Mesmo com todos os problemas de despejo de esgoto por ocupações irregulares instaladas às margens do manancial, que completará 93 anos no dia 27, ambientalistas dizem acreditar na recuperação do corpo hídrico a partir da concretização de ações já discutidas, dentre elas a remoção de famílias da área de preservação ambiental e a criação de estação de tratamento de água na região da Pedreira, Zona Sul da Capital – a ação seria responsável pela contenção de carga despejada pelo Rio Pinheiros no manancial a partir de reversão em época de chuva.

Para que haja melhorias, os especialistas cobram empenho de governantes. “Muitos acham que a despoluição da Billings é impossível, mas não é. Se políticos pararem de bater cabeça e decidirem empenhar esforços no projeto, com certeza poderemos executar a limpeza do manancial. A questão é ter vontade política”, afirma a bióloga especialista em recursos hídricos e professora da USCS (Universidade Municipal de São Caetano), Marta Ângela Marcondes.

Itens de anotação de posição

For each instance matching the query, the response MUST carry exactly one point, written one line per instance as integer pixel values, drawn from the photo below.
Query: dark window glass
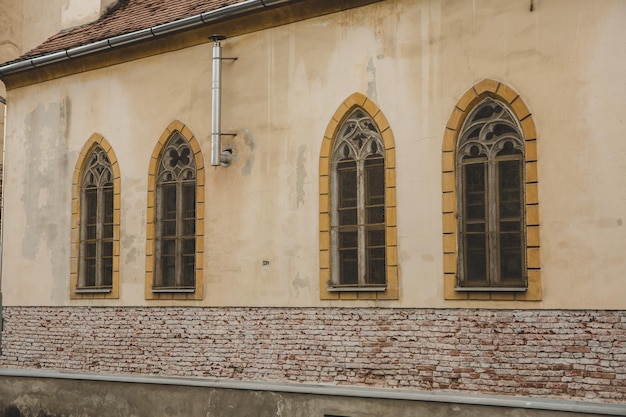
(176, 222)
(491, 184)
(358, 221)
(96, 231)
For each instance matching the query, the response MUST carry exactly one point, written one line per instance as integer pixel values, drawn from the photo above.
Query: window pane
(168, 201)
(347, 182)
(106, 275)
(168, 271)
(474, 191)
(376, 266)
(108, 206)
(189, 264)
(189, 201)
(168, 228)
(375, 190)
(90, 272)
(374, 181)
(476, 258)
(348, 267)
(375, 238)
(348, 240)
(510, 189)
(511, 260)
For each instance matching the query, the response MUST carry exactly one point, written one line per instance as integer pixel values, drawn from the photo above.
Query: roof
(124, 17)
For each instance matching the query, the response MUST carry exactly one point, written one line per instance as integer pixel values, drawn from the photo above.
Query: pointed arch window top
(98, 172)
(489, 130)
(358, 138)
(177, 163)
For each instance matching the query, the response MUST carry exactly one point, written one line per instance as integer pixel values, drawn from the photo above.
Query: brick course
(577, 355)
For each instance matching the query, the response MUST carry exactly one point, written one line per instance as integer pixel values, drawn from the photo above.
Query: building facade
(411, 200)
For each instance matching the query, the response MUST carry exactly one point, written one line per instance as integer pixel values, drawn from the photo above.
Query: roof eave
(192, 22)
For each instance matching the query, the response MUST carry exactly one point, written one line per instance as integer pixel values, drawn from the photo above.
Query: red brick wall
(563, 354)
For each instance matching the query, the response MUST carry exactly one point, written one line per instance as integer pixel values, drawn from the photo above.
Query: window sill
(357, 289)
(491, 289)
(93, 290)
(173, 290)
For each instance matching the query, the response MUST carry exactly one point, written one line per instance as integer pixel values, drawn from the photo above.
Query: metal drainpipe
(4, 115)
(217, 156)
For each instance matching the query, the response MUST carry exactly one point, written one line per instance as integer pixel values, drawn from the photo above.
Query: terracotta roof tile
(125, 17)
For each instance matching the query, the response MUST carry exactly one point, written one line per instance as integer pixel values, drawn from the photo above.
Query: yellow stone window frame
(343, 111)
(95, 140)
(473, 96)
(180, 128)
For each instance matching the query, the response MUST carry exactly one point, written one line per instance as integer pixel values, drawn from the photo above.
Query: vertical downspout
(4, 132)
(217, 156)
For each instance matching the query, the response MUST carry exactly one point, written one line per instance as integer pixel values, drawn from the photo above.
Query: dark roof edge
(191, 22)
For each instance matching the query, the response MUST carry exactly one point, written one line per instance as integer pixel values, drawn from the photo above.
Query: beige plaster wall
(414, 60)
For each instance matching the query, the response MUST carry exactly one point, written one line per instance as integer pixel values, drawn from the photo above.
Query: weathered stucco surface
(415, 60)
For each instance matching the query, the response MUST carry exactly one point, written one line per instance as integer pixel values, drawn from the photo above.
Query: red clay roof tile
(125, 17)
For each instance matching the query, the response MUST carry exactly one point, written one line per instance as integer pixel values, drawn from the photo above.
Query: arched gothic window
(358, 204)
(175, 260)
(490, 183)
(96, 220)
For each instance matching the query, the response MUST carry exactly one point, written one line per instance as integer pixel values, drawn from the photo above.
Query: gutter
(528, 403)
(192, 22)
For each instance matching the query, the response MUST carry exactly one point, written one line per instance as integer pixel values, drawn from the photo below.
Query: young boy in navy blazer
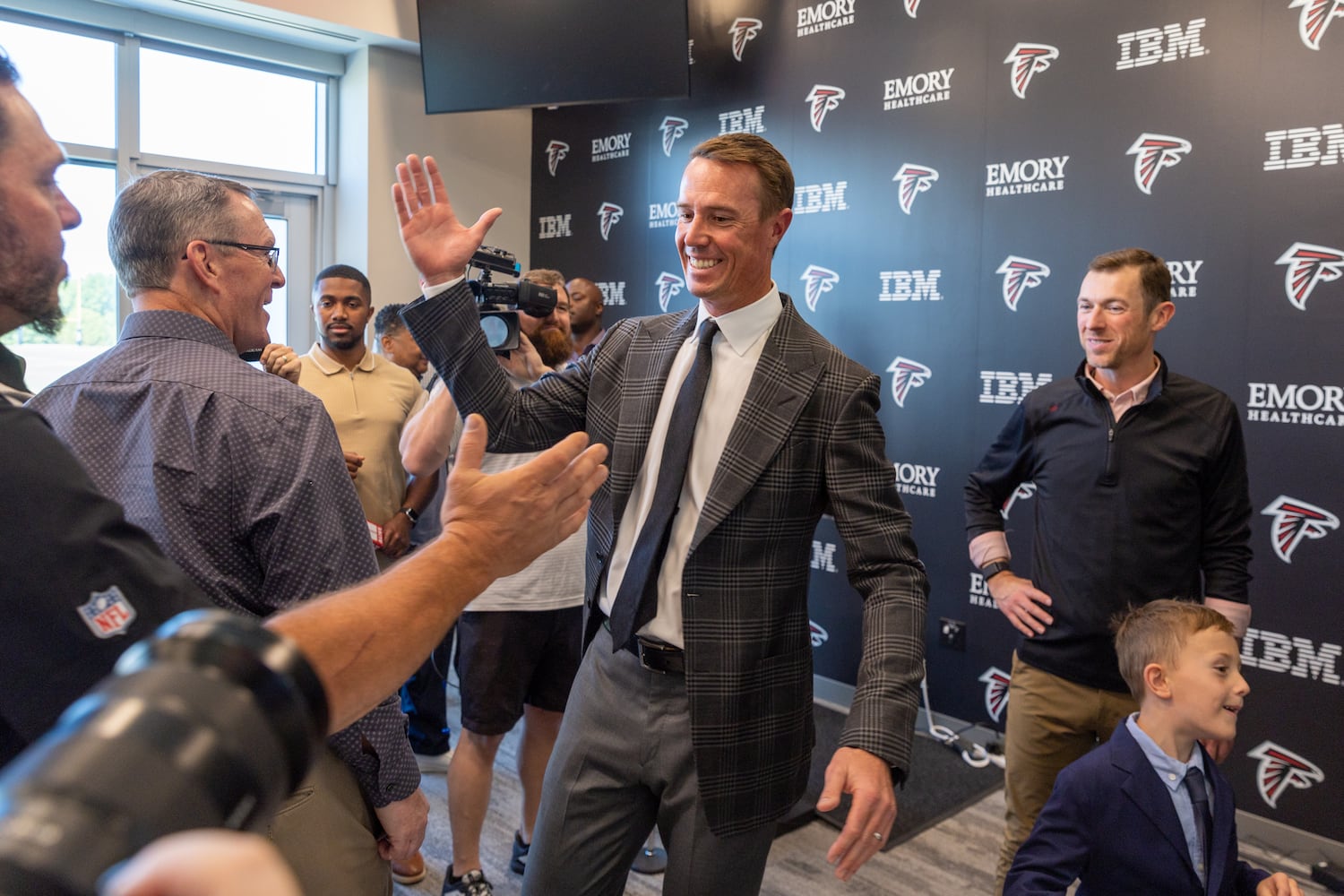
(1148, 812)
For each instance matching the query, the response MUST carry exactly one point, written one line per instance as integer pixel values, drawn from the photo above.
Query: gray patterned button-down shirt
(239, 477)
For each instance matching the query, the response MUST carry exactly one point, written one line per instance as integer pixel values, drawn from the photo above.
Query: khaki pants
(1051, 723)
(325, 833)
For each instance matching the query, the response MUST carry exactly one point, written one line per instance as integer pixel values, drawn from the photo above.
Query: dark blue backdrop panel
(957, 166)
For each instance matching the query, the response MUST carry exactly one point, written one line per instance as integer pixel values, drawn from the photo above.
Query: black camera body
(210, 723)
(499, 304)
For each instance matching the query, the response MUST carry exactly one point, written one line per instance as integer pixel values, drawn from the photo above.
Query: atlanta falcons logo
(1306, 266)
(996, 691)
(908, 375)
(1296, 520)
(609, 215)
(823, 99)
(914, 180)
(556, 151)
(1023, 490)
(817, 280)
(742, 31)
(671, 128)
(1281, 769)
(669, 285)
(1152, 153)
(1026, 61)
(1314, 18)
(1021, 274)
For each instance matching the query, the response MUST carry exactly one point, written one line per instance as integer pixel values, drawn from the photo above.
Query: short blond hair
(1156, 633)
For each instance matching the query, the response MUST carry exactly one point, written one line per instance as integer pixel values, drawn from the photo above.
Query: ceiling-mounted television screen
(502, 54)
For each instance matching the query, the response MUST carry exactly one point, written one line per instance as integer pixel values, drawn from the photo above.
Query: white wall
(484, 158)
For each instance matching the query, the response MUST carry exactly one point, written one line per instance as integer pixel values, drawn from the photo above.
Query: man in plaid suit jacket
(788, 430)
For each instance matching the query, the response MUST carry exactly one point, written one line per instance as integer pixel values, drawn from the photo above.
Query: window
(222, 112)
(263, 124)
(70, 80)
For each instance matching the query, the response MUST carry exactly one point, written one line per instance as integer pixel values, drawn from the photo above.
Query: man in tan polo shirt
(368, 400)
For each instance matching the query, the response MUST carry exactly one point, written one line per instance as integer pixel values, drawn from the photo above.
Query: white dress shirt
(737, 349)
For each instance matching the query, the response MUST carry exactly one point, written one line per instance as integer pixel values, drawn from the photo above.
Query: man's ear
(1156, 681)
(201, 260)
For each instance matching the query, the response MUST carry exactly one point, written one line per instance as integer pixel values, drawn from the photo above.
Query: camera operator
(519, 642)
(81, 582)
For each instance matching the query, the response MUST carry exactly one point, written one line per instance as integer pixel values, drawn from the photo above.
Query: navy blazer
(1110, 823)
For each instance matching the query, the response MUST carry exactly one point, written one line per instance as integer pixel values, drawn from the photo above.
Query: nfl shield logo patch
(108, 613)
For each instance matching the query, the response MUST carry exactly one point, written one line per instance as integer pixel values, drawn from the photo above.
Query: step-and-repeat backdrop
(957, 164)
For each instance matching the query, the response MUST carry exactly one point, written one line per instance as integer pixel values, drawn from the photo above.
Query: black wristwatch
(991, 570)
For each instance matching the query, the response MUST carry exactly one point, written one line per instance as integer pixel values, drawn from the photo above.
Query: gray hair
(155, 218)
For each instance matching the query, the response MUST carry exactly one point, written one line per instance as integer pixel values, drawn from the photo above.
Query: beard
(30, 285)
(554, 347)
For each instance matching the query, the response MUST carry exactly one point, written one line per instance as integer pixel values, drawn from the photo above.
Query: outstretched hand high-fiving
(437, 244)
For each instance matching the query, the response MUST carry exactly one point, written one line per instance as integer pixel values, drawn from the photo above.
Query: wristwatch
(991, 570)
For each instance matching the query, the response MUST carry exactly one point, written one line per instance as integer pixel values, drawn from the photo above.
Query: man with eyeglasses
(238, 476)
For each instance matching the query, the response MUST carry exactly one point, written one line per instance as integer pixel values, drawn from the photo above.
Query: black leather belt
(655, 656)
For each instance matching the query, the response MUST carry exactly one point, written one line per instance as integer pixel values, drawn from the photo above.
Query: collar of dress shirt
(1171, 770)
(166, 324)
(1129, 397)
(744, 327)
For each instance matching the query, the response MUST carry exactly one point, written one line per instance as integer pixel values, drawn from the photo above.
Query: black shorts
(513, 657)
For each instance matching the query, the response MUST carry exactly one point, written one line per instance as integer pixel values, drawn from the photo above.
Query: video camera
(210, 723)
(499, 304)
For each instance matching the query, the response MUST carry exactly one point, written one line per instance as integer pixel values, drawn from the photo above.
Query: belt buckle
(645, 649)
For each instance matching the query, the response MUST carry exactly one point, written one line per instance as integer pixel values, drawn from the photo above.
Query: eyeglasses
(271, 252)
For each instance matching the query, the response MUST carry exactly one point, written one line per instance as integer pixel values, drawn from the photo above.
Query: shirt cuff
(438, 289)
(989, 546)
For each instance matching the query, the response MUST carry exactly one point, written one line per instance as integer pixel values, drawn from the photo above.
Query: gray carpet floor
(956, 856)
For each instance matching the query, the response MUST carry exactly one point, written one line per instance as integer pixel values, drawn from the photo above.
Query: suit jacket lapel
(1150, 796)
(784, 378)
(647, 365)
(1223, 817)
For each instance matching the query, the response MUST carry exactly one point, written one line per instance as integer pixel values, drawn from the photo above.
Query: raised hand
(435, 242)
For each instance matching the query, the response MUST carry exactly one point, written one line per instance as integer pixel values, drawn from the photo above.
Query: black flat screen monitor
(503, 54)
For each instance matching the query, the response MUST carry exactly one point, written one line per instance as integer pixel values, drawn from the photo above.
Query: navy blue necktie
(637, 598)
(1203, 820)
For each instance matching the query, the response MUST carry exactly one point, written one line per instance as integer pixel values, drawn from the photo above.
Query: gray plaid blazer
(806, 443)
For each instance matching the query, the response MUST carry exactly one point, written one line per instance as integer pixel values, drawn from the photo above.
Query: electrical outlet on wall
(952, 633)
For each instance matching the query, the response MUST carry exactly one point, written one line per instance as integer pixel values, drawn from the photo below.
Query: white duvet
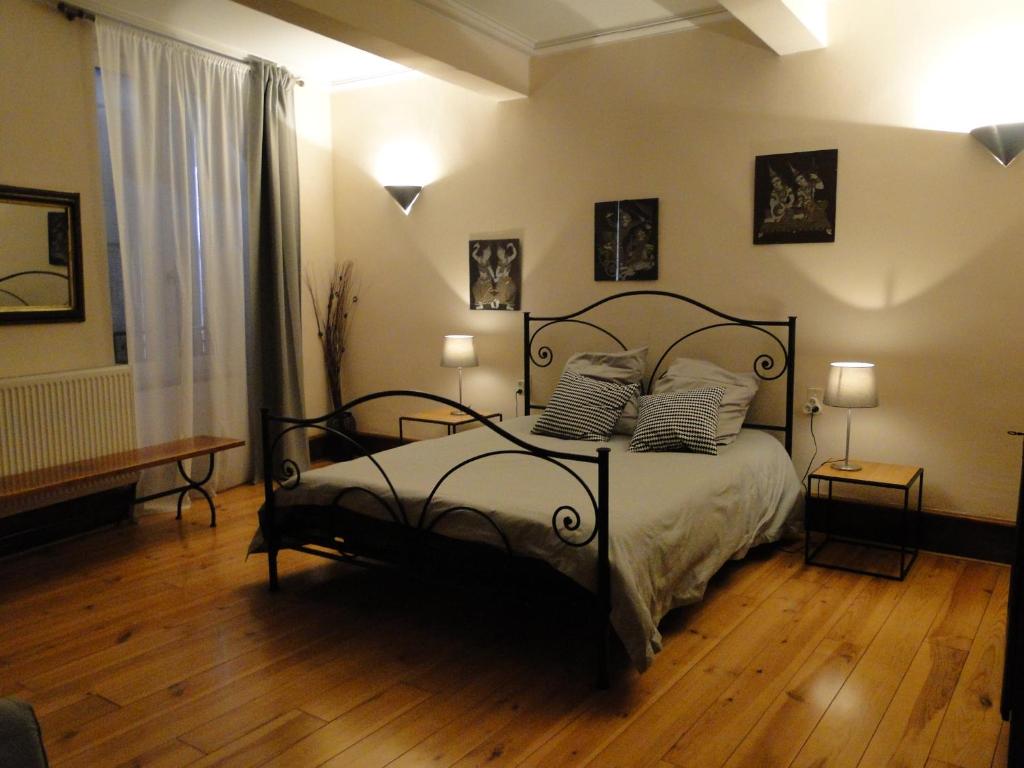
(674, 518)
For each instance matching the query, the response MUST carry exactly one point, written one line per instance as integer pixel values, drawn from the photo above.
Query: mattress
(674, 518)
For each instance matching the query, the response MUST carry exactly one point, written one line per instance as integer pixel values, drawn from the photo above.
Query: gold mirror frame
(64, 237)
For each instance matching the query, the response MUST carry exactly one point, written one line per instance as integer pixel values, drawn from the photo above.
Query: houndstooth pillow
(679, 421)
(584, 409)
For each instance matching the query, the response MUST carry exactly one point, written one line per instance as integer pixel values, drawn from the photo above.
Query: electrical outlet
(812, 404)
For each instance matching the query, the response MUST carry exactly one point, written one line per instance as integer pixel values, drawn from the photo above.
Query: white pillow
(617, 368)
(685, 374)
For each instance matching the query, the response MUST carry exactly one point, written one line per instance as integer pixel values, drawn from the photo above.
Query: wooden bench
(69, 475)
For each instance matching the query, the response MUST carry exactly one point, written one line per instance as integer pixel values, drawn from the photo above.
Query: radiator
(58, 418)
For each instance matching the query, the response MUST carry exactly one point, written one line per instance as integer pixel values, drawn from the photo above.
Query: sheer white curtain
(176, 128)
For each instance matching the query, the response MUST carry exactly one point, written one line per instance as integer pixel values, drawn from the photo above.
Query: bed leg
(603, 682)
(271, 560)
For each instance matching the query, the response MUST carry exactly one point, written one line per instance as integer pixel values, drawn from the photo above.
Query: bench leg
(198, 485)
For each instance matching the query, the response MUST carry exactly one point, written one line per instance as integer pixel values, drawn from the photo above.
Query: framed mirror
(40, 256)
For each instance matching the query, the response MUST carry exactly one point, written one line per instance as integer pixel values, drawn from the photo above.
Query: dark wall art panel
(795, 197)
(495, 269)
(626, 240)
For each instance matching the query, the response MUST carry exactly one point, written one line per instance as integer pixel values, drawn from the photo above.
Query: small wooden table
(69, 475)
(442, 416)
(895, 476)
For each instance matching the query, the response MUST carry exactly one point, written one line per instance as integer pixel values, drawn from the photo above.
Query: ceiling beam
(784, 26)
(415, 36)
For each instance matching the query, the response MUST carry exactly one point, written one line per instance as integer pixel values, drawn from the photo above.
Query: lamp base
(846, 466)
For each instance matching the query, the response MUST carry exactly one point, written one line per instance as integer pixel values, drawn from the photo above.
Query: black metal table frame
(904, 549)
(452, 428)
(182, 491)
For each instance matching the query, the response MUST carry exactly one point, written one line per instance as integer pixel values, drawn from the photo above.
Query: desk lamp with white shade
(459, 352)
(851, 385)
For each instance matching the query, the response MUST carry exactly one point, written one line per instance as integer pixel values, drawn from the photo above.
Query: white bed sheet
(674, 518)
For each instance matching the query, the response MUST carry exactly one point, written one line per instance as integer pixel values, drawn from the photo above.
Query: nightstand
(893, 476)
(442, 416)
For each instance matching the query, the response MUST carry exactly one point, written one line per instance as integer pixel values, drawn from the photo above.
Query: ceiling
(540, 25)
(237, 31)
(489, 49)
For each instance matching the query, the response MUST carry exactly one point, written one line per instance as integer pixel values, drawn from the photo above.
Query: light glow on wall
(975, 82)
(406, 162)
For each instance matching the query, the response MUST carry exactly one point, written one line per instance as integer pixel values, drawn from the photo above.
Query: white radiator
(65, 417)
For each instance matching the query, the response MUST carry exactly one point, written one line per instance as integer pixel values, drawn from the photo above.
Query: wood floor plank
(264, 742)
(700, 628)
(909, 726)
(973, 716)
(783, 728)
(651, 734)
(845, 729)
(345, 730)
(716, 735)
(352, 668)
(171, 754)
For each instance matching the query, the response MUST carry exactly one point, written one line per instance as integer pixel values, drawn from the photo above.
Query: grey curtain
(274, 268)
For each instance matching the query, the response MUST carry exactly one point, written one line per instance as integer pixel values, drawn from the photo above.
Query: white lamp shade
(459, 351)
(851, 385)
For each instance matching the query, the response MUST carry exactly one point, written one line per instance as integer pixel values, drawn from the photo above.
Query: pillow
(679, 421)
(620, 368)
(685, 373)
(584, 409)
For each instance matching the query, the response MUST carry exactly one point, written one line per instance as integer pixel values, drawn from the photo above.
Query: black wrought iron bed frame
(339, 534)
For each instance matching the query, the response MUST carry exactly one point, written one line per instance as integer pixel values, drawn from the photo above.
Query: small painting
(795, 197)
(495, 269)
(626, 240)
(56, 225)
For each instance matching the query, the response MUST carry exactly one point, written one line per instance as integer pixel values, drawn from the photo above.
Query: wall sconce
(403, 196)
(1005, 141)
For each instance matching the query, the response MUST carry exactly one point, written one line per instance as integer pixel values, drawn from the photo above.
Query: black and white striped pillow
(679, 421)
(584, 409)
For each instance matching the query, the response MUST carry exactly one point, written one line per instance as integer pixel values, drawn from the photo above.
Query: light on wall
(403, 168)
(404, 196)
(1005, 141)
(851, 385)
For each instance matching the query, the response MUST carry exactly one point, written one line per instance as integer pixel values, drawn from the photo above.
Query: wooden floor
(157, 644)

**TAREFA 1:**
Substitua "governantes" por "autoridades" no trecho do texto sobre a Billings que começa nas palavras que contêm "Para que haja" e termina em "Marta Ângela Marcondes.", e escreva esse trecho novamente.
**TAREFA 2:**
Responda com base no texto sobre a Billings:
(a) Quantos anos o manancial completará no dia 27?
(b) Em que região se propõe criar a estação de tratamento de água?
(c) Em qual universidade Marta Ângela Marcondes é professora?
Os itens são um material à parte, separado do texto.

**RESPOSTA 1:**
Para que haja melhorias, os especialistas cobram empenho de autoridades. “Muitos acham que a despoluição da Billings é impossível, mas não é. Se políticos pararem de bater cabeça e decidirem empenhar esforços no projeto, com certeza poderemos executar a limpeza do manancial. A questão é ter vontade política”, afirma a bióloga especialista em recursos hídricos e professora da USCS (Universidade Municipal de São Caetano), Marta Ângela Marcondes.

**RESPOSTA 2:**
(a) 93 anos.
(b) Na região da Pedreira, Zona Sul da Capital.
(c) Na USCS (Universidade Municipal de São Caetano).